● **Task directions**
Rewrite only the part of the data that opens with its first line and closes with the line containing "<point>258,203</point>" (both included) as a two-column CSV headed "text" and "answer". Each row should pair one text with its answer, with every value in a single quoted field and line breaks replaced by spaces.

## Begin

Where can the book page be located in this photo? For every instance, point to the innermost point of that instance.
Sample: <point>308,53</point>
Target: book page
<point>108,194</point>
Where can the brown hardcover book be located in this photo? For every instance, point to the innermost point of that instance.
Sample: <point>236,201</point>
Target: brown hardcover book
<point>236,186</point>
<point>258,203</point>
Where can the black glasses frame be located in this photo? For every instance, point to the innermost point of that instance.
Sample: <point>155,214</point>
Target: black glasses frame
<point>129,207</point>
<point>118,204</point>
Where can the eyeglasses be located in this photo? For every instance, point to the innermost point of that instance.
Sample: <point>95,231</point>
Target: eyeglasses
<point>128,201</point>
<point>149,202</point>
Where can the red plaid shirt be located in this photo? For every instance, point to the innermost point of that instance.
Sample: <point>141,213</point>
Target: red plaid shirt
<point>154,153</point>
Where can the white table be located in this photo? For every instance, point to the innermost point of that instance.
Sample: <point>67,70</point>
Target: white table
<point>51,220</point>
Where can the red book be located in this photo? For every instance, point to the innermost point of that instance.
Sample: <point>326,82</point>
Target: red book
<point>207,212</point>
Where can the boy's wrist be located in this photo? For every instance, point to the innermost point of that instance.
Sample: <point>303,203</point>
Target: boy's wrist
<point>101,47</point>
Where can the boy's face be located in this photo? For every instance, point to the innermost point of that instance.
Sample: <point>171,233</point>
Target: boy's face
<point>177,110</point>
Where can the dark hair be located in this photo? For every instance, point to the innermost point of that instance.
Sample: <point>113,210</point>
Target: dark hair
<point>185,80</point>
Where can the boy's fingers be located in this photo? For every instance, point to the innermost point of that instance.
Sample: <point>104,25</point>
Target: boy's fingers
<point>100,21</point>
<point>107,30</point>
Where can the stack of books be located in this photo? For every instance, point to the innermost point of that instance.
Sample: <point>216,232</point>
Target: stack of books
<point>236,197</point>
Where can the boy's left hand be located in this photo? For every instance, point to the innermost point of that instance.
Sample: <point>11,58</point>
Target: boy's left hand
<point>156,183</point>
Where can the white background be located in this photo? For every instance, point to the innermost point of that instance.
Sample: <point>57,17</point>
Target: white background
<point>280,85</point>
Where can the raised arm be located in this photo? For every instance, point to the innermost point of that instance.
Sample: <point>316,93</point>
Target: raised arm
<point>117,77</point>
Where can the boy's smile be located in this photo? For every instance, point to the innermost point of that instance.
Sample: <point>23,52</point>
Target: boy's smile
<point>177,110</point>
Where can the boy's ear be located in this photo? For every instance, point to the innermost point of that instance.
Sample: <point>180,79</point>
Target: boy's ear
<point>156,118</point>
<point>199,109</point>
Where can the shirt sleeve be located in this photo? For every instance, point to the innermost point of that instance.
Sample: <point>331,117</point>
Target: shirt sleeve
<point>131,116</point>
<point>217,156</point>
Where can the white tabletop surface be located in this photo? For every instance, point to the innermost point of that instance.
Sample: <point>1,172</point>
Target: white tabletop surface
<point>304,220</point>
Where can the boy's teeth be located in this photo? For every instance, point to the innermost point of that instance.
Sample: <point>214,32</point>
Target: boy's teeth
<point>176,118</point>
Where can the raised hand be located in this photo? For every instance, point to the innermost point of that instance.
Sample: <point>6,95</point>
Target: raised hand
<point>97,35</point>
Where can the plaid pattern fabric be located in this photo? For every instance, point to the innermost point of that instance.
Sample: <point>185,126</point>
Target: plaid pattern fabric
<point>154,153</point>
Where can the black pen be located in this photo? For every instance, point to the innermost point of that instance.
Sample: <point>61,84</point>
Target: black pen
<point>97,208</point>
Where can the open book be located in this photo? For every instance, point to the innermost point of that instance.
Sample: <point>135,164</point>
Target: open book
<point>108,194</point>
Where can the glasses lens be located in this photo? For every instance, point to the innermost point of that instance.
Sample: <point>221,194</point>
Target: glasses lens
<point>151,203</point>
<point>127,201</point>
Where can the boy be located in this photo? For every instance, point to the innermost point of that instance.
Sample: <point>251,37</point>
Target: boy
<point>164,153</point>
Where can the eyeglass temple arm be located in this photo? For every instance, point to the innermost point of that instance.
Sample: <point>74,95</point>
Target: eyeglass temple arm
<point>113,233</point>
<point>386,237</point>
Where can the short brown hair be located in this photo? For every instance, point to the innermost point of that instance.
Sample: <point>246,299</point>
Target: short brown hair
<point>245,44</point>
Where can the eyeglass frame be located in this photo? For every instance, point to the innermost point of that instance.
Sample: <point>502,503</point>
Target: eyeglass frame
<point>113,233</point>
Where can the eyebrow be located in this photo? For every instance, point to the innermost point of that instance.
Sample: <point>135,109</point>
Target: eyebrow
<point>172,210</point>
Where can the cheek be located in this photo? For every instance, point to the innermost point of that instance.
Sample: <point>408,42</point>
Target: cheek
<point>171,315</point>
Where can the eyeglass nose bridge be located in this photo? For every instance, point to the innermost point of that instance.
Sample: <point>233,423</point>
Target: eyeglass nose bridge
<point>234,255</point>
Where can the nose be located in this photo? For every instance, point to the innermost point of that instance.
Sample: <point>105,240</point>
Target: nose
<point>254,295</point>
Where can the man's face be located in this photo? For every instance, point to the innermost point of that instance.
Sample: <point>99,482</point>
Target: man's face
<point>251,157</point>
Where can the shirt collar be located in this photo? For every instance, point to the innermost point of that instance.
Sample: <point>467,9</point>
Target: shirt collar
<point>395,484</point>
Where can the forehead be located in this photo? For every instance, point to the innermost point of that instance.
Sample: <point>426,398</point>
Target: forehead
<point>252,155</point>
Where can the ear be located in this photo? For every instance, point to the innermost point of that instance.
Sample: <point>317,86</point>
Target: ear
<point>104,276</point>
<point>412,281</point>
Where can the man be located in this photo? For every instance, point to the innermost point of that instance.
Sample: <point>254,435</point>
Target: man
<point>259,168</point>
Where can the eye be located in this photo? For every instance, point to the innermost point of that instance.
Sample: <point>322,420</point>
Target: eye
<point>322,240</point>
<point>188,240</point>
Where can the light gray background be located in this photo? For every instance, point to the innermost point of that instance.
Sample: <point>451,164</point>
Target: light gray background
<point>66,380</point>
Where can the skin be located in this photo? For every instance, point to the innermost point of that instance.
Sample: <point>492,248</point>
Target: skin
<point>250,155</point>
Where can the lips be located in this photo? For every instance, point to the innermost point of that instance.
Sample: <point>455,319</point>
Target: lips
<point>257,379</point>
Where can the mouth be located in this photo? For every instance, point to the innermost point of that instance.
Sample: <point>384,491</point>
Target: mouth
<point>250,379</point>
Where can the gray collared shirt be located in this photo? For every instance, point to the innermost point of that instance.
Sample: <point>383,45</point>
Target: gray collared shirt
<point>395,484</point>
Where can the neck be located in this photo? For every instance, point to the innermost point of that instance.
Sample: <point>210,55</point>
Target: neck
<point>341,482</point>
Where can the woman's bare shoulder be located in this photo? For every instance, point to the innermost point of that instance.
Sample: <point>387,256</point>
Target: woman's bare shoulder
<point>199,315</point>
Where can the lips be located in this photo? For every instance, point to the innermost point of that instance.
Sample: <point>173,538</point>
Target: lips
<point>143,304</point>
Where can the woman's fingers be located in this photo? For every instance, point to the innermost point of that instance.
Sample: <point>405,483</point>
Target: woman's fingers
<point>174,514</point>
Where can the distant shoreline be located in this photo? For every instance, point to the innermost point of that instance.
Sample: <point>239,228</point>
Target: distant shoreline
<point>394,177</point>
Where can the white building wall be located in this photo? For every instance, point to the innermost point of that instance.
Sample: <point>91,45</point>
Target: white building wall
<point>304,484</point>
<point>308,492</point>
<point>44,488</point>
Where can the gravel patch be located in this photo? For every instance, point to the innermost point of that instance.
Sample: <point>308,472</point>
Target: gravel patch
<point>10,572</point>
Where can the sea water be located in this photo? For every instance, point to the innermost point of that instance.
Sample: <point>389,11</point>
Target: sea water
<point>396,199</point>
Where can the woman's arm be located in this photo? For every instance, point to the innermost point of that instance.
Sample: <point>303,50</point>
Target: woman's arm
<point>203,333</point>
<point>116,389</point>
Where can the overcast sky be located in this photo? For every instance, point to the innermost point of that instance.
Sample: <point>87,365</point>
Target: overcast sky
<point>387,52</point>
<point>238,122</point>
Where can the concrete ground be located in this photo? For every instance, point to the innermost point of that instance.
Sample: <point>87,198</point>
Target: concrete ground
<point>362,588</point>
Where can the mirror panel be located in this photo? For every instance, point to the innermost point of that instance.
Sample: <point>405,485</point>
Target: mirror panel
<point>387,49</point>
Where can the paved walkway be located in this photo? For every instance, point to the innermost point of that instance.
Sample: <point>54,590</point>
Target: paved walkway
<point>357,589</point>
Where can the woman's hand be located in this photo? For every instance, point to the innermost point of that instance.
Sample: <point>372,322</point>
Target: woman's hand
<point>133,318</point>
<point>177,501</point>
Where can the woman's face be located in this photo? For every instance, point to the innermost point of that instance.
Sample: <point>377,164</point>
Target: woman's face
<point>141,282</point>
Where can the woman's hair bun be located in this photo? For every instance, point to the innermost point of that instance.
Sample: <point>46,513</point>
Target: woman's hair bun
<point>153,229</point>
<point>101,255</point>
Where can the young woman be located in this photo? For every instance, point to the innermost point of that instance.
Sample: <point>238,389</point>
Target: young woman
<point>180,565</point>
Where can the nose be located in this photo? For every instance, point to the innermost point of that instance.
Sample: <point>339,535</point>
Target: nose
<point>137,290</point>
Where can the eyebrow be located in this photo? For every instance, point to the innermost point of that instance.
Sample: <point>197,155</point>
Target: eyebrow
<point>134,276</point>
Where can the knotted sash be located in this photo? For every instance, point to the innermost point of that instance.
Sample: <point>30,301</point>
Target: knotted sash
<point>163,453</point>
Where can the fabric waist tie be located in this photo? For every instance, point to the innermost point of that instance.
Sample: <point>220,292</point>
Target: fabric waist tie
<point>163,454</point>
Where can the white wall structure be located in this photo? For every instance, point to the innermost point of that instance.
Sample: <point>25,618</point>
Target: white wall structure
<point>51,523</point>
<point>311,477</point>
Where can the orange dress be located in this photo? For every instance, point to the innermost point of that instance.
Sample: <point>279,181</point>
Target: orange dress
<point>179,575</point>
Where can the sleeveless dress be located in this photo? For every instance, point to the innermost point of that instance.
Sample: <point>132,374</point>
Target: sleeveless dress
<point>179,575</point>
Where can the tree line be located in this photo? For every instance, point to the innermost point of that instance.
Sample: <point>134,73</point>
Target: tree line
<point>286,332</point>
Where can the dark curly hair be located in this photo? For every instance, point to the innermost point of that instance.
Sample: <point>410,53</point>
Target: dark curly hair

## End

● **Task output**
text,answer
"Where can the book page be located in this photo? For every instance, point to the innermost point of that instance. Sample: <point>308,53</point> Target: book page","<point>108,194</point>"
"Where can the brown hardcover book be located in this photo? For every instance, point to the innermost point of that instance. Sample: <point>236,201</point> Target: brown hardcover book","<point>236,186</point> <point>258,203</point>"